▸ **What the exercise asks**: Could you repeat the records below exactly, without the pictures?

Data excerpts
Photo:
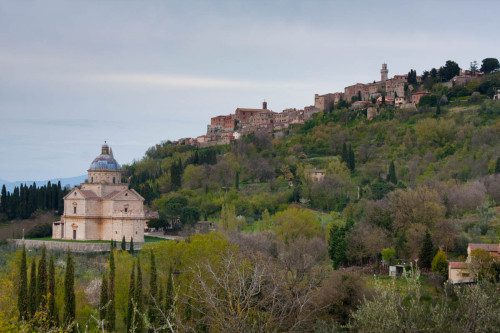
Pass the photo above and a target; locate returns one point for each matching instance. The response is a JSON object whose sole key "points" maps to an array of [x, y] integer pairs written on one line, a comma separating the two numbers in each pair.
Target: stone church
{"points": [[102, 208]]}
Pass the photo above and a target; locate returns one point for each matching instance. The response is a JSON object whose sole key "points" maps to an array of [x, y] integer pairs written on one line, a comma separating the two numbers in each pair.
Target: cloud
{"points": [[179, 81]]}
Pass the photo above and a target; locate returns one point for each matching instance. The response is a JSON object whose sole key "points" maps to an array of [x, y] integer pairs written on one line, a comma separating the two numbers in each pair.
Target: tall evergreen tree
{"points": [[138, 296], [391, 176], [351, 162], [169, 292], [427, 251], [22, 298], [32, 289], [153, 289], [103, 298], [3, 200], [69, 291], [130, 318], [131, 248], [41, 292], [51, 293], [111, 312]]}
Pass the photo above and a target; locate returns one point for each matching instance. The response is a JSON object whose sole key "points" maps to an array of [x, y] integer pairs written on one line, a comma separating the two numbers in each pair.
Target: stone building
{"points": [[102, 208]]}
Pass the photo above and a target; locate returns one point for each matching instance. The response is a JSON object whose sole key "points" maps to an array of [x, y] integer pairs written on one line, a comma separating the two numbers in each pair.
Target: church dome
{"points": [[105, 161]]}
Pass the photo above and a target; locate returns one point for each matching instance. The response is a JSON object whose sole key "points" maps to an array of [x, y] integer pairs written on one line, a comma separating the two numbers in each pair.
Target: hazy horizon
{"points": [[136, 73]]}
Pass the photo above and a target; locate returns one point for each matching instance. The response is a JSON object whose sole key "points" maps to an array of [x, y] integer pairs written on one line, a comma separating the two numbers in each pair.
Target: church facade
{"points": [[102, 208]]}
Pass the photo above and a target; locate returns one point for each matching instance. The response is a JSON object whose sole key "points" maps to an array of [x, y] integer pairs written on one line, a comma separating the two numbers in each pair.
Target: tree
{"points": [[449, 70], [337, 247], [153, 289], [69, 291], [130, 318], [51, 293], [41, 292], [440, 264], [489, 65], [138, 295], [131, 248], [391, 176], [104, 298], [426, 251], [32, 289], [351, 162], [169, 292], [22, 298], [111, 311], [388, 255]]}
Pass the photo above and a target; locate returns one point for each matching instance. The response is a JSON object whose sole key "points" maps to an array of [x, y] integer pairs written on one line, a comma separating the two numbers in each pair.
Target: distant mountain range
{"points": [[71, 181]]}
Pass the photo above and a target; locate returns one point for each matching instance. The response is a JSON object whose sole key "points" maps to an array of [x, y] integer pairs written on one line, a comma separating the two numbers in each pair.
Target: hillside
{"points": [[444, 177]]}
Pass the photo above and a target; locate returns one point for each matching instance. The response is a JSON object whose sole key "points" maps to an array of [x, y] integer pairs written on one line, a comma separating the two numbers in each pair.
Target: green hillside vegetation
{"points": [[391, 179]]}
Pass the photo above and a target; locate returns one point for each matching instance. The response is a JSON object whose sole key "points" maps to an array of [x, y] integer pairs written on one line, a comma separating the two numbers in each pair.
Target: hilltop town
{"points": [[401, 91]]}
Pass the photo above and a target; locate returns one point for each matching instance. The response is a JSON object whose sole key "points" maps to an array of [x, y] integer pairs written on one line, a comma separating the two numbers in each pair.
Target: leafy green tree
{"points": [[440, 264], [69, 291], [51, 293], [388, 254], [449, 70], [42, 280], [130, 318], [111, 311], [32, 289], [489, 65], [426, 251], [104, 298], [22, 298], [139, 295], [391, 176]]}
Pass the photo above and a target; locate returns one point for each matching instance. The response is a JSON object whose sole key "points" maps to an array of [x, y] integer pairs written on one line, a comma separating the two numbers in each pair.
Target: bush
{"points": [[40, 231]]}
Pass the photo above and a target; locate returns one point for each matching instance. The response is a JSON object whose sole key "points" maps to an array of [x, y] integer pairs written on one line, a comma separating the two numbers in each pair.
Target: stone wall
{"points": [[80, 247]]}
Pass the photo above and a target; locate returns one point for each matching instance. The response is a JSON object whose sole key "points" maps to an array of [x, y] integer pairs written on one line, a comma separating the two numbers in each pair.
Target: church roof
{"points": [[105, 161]]}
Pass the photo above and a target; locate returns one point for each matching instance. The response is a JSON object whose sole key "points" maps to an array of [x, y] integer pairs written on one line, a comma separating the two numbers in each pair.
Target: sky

▸ **Completed task**:
Photo:
Pass the photo above and a target; locate returns one point for each matching instance. The response is a JSON object whose sole key "points" maps to an array of [x, y] integer pairs written on one line, a comma separating the two numbers in each pair.
Target: stone church
{"points": [[102, 208]]}
Pass the photo above and a target; locate returns one point for each matching instance. The response is a JSON object whose sole key "points" maps to an array of [x, y] integer pairs written on one line, a comma separating the two numbers in each pair.
Target: cloud
{"points": [[179, 81]]}
Pass the photo above and a target; locate returns one point for each matching instance. The response is a JSON object whose sole key "points" maps to an array of [x, y] integer pairs written on one line, a comma separating the two numbers in each pair.
Target: tall evergreen tree
{"points": [[138, 296], [391, 176], [351, 162], [169, 292], [427, 251], [22, 298], [32, 289], [153, 289], [103, 298], [3, 200], [69, 291], [130, 318], [131, 248], [41, 292], [51, 293], [111, 312]]}
Pass the photo above and a target; locate returns one point for each matching instance. The response is a JSON object whose sole key "points" maps to an array of [x, y] integer pairs written on one line, a comma separating the two numbers in each pair.
Target: stone building
{"points": [[102, 208]]}
Pass the photo above and a target; locate returns one point for each matching instance. The response is a JSON object whose sole key "points" maps to an array of [x, y] integer pairs written on one line, a comma separating the two numbers in each pair.
Target: church dome
{"points": [[105, 161]]}
Pass the photo above and a target; locate returns one point for each matching instance. The response is a JSON object whose sole key "points" maps to an array of [x, y] integer pairs written on one line, a comma separating the two numbers in each pair.
Target: hazy horizon
{"points": [[136, 73]]}
Pass the photo above and a target; locate returns one point for each matching instance. The response is a JSON object whose sole key "points" maps to an array of [x, y] integer pairs written on one line, a comma separating the two numbers in each pair.
Target: church facade
{"points": [[102, 208]]}
Pass the photo above and a target; locate returns one point for each matching instance. The response is a JSON object whose sole key "points" maps to an array of [x, y] integer pairs written on one line, a comma separating the two numbers in each pair.
Target: tree
{"points": [[449, 70], [337, 247], [153, 289], [69, 291], [130, 318], [51, 293], [41, 292], [440, 264], [489, 65], [138, 295], [131, 248], [391, 176], [104, 298], [426, 251], [32, 289], [351, 162], [169, 292], [22, 298], [111, 311], [388, 255]]}
Pass the photo above and a target; locate returns one point for each matching instance. The response is a JSON object whose sole key "points" maps to an array of [x, y] integer pairs written on one line, a comma separating the two numbers in each pair.
Target: distant mountain range
{"points": [[71, 181]]}
Pass the photo above and a target; locate returns one point for each matching instance. The response is a JSON object whose sole key "points" maps to an array of [x, y] integer pairs written on one line, a comma separating the two numbers in each pair.
Target: hillside
{"points": [[444, 177]]}
Pass the photo above and a target; locate returns one point for each matching instance. The response is a JSON object whose sole key "points" maps to an array of [x, y] integer pairs written on one line, a comma separating the two numbers in each pair.
Target: green hillside vegetation
{"points": [[391, 179]]}
Pass the photo above and a target; locate returns one point for each matching instance. The response is a JSON object whose sole key "points" maps to an array of [x, y] integer pairs written on one line, a comma separating the two numbers in each pair.
Target: hilltop town
{"points": [[401, 91]]}
Pass the photo above and a target; locate returns one point for each matching instance. The response is a JSON object whose sole key "points" maps to an array of [x, y] integer pairs written on one line, a comma separating the two numbers in each pair.
Target: leafy green tree
{"points": [[440, 264], [69, 291], [51, 293], [388, 254], [449, 70], [42, 280], [130, 318], [111, 311], [32, 289], [489, 65], [426, 251], [104, 298], [22, 298], [139, 295], [391, 176]]}
Pass the photo above and a target; locate returns one point for each matching instance. The response is a JSON object whose sole key "points" maps to an array of [x, y] integer pairs written on one line, a comma separating the two numbers in each pair.
Target: bush
{"points": [[40, 231]]}
Pass the photo above and a target; locate returns one point for each matching instance. The response is a JSON object whose sole key "points" maps to an array of [x, y] integer pairs written on one line, a comma separating the two numbers in each pair.
Target: stone wall
{"points": [[80, 247]]}
Pass the photo above and a target; locate returns one point for each matching instance. The response is a JSON object whose sole key "points" maps to an array of [x, y] integer pairs written on one line, a comma separating the two numbers in each pair.
Target: church roof
{"points": [[105, 161]]}
Pass the photo above and a target; locate returns one point for each matching instance. The response is a JSON object whose sole key "points" maps to an array of [x, y] integer pairs written on one line, a comma separating the two numbers in each pair.
Target: sky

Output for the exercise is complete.